**Short task A**
Using the channel calibration text, explain why the validation step is more complex in the conventional approach.
**Short task B**
Name every step that the channel calibration text refers to explicitly as a "step."
**Short task C**
Repeat the portion of the channel calibration text starting at "In light of" and ending at "accurate channel parameters.".

** Start Excerpted text **

The calibration process remains specific for each scenario, mainly because the position of calibration in 3D scene is very sensitive for the accuracy. In conventional way, the calibration step is disconnected with the approximation step. Once the parameters are set by the calibration, the approximation function is firmly configured. The validation step involved with this approach becomes more complex since if there is any mismatch of approximation function, the calibration step need to be re-executed with new measurements. Whereas, in the present invention, an inversion of channel approximation function is learnt. This is more generic in the sense that it characterizes the dependence of propagation channel on permittivity of materials in the 3D scene. With the presence of inverse function according to the present invention, the calibration is straightforward by simply introducing the measurement as the input, then obtaining the parameters of environment as output. Moreover, it offers the better dynamism and flexibility since the inverse function can be evolved in one scenario or from one scenario to another on condition that there exists the similarity. [0069]

In light of the above, it is possible to obtain a calibrated channel model with the estimated permittivity in the present invention, so as to predict accurate channel parameters.

** End Excerpted text **
** Start Data **

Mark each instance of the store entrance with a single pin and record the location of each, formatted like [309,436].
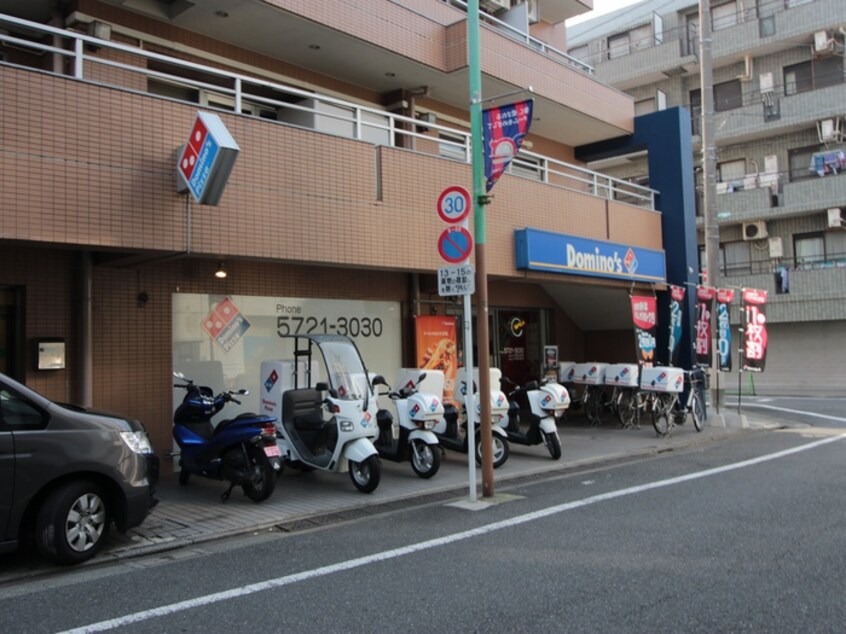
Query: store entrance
[517,340]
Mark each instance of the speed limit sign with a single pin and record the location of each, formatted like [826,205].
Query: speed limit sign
[454,204]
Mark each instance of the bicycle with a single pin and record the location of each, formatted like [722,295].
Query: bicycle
[668,410]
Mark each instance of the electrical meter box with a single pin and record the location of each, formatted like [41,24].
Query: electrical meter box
[662,379]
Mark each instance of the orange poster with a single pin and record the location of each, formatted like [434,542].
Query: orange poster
[436,348]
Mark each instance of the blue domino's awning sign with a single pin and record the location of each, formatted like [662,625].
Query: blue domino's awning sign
[538,250]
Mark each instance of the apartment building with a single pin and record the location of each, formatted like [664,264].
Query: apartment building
[780,110]
[342,123]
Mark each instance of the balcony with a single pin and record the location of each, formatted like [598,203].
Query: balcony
[313,170]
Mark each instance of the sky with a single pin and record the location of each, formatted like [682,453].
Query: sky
[601,7]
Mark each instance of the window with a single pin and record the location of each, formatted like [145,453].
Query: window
[691,41]
[644,106]
[799,160]
[808,248]
[736,258]
[816,73]
[728,95]
[729,171]
[724,15]
[618,45]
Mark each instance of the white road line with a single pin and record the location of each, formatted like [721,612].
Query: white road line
[787,410]
[279,582]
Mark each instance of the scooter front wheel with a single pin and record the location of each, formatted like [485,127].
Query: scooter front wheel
[263,480]
[425,458]
[553,444]
[366,474]
[500,448]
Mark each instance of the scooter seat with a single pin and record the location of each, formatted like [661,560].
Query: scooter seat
[303,408]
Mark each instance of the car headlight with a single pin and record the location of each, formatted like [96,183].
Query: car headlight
[137,441]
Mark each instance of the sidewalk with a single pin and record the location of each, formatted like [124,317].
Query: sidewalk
[193,514]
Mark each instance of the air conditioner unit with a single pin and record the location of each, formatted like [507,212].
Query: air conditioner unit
[534,13]
[755,230]
[495,6]
[823,43]
[766,83]
[836,218]
[829,130]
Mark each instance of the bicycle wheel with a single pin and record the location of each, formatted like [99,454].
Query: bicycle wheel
[661,413]
[697,411]
[627,408]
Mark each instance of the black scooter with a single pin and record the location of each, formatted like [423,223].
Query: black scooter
[532,411]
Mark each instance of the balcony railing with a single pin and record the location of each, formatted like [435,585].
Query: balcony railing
[212,88]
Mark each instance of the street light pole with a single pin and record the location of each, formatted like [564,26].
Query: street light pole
[480,199]
[709,182]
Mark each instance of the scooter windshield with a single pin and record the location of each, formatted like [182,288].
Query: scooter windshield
[346,371]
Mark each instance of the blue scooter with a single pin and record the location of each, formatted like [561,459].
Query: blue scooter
[241,450]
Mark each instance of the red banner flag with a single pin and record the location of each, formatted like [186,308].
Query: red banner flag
[755,330]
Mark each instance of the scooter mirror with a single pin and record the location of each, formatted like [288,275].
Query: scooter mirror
[379,380]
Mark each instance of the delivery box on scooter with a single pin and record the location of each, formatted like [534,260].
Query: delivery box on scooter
[622,374]
[427,403]
[592,373]
[662,379]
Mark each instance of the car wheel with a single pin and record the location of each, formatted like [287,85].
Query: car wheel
[73,523]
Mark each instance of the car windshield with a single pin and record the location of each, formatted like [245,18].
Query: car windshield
[347,375]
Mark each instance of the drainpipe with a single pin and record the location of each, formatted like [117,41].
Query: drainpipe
[85,384]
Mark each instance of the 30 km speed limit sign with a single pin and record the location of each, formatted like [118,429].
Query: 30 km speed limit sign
[454,204]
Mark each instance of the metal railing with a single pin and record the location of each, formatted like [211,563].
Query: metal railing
[249,95]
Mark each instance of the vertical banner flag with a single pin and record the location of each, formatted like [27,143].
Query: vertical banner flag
[437,349]
[704,306]
[676,311]
[645,317]
[503,129]
[755,330]
[724,298]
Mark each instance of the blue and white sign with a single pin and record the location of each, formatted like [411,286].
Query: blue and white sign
[538,250]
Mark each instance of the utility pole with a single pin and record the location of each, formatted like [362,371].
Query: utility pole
[480,199]
[709,182]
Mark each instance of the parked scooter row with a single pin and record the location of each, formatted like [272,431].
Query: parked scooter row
[319,411]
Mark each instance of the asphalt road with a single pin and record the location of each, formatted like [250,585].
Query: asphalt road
[744,535]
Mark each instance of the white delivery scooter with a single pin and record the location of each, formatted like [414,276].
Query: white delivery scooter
[417,412]
[452,429]
[324,425]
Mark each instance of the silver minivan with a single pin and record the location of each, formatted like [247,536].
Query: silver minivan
[67,473]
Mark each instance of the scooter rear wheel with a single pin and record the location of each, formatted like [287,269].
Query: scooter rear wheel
[425,458]
[264,479]
[500,448]
[366,474]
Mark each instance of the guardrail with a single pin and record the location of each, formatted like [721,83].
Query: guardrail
[253,96]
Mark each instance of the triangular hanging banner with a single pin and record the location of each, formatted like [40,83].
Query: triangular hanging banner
[504,128]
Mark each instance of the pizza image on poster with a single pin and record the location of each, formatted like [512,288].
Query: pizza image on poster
[225,324]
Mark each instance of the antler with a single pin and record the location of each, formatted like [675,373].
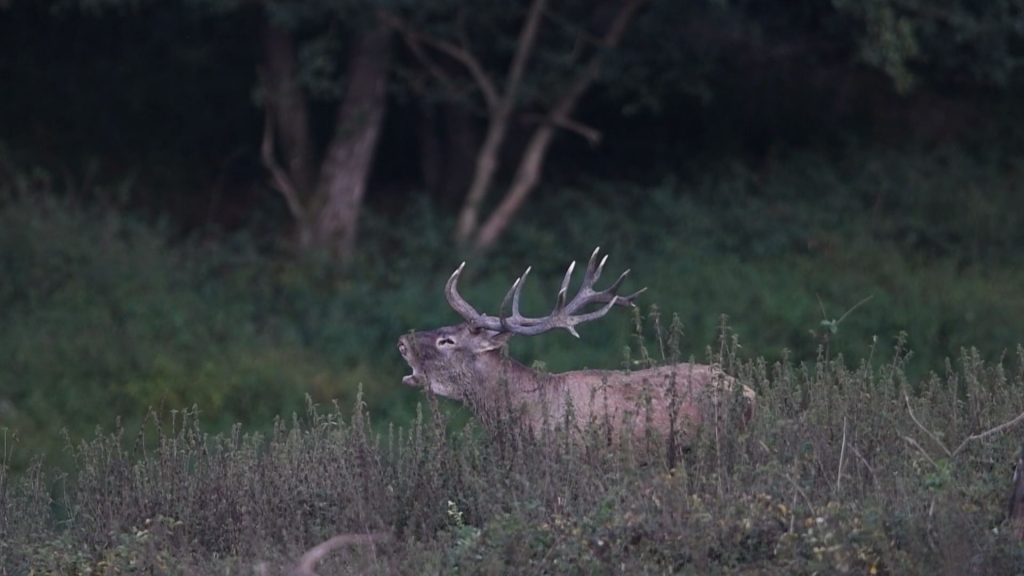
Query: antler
[564,315]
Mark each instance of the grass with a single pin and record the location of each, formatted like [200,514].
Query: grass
[166,342]
[843,470]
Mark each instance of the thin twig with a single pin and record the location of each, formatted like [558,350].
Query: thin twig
[930,434]
[864,461]
[842,454]
[802,493]
[456,52]
[924,452]
[589,133]
[981,436]
[309,560]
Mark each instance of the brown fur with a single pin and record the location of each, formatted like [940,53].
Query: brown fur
[469,365]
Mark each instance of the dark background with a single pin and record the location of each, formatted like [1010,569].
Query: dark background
[775,162]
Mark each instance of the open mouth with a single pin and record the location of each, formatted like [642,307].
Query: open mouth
[416,378]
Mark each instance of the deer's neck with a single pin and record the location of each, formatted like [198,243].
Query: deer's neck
[508,384]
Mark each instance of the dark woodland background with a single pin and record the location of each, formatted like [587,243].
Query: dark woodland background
[235,204]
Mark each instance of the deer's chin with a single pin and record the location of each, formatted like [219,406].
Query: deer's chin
[414,379]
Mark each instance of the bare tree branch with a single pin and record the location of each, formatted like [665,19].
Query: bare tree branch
[528,171]
[975,437]
[456,52]
[589,133]
[282,182]
[524,47]
[307,564]
[991,432]
[929,433]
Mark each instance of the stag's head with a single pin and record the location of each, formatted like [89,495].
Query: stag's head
[450,359]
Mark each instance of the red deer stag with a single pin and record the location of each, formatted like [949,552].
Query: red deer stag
[465,362]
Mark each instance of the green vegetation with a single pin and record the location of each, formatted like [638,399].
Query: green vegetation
[840,472]
[107,317]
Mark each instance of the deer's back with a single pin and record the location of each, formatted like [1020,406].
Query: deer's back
[678,398]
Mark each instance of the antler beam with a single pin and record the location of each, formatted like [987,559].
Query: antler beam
[564,315]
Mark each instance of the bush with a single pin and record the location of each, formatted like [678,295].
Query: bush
[104,314]
[836,475]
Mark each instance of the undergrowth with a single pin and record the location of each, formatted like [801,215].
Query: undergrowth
[855,470]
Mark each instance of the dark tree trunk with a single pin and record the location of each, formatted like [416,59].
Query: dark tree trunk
[287,106]
[429,142]
[332,223]
[462,139]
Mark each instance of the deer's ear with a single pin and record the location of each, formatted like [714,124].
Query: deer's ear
[486,340]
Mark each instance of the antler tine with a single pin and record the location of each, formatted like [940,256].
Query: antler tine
[518,292]
[464,309]
[591,268]
[565,315]
[560,301]
[508,297]
[628,300]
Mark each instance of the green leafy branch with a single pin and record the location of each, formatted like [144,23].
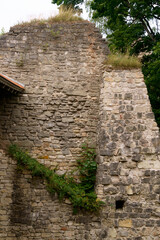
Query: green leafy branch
[81,195]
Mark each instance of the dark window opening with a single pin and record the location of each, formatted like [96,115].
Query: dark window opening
[120,204]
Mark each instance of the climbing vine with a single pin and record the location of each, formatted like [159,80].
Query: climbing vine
[81,194]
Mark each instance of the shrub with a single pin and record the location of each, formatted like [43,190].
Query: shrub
[123,61]
[81,195]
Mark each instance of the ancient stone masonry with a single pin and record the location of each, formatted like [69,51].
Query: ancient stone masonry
[69,98]
[129,164]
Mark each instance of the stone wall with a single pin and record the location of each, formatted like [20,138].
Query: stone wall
[129,165]
[69,98]
[60,65]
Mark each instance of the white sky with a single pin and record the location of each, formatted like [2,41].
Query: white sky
[16,11]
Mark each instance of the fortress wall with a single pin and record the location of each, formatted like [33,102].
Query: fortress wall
[60,65]
[129,149]
[69,99]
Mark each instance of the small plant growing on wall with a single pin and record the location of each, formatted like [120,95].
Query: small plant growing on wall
[20,62]
[81,194]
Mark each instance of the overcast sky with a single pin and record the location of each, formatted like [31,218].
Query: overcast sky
[15,11]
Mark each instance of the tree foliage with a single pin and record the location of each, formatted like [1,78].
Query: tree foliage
[151,71]
[129,22]
[132,26]
[68,3]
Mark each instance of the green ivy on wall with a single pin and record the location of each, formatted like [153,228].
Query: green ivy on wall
[81,194]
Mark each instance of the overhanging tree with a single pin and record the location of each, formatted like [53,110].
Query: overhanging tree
[132,25]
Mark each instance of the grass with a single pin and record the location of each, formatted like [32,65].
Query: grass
[65,15]
[123,61]
[80,195]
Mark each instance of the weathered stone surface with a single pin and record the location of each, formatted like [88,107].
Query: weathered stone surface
[68,101]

** End Data **

**Written reply A**
In the conventional approach, calibration is disconnected from approximation, and once calibration sets the parameters, the approximation function is firmly configured. If the approximation function then shows any mismatch, the calibration step has to be re-executed with new measurements, which makes validation more complex.

**Written reply B**
- The calibration step
- The approximation step
- The validation step

**Written reply C**
In light of the above, it is possible to obtain a calibrated channel model with the estimated permittivity in the present invention, so as to predict accurate channel parameters.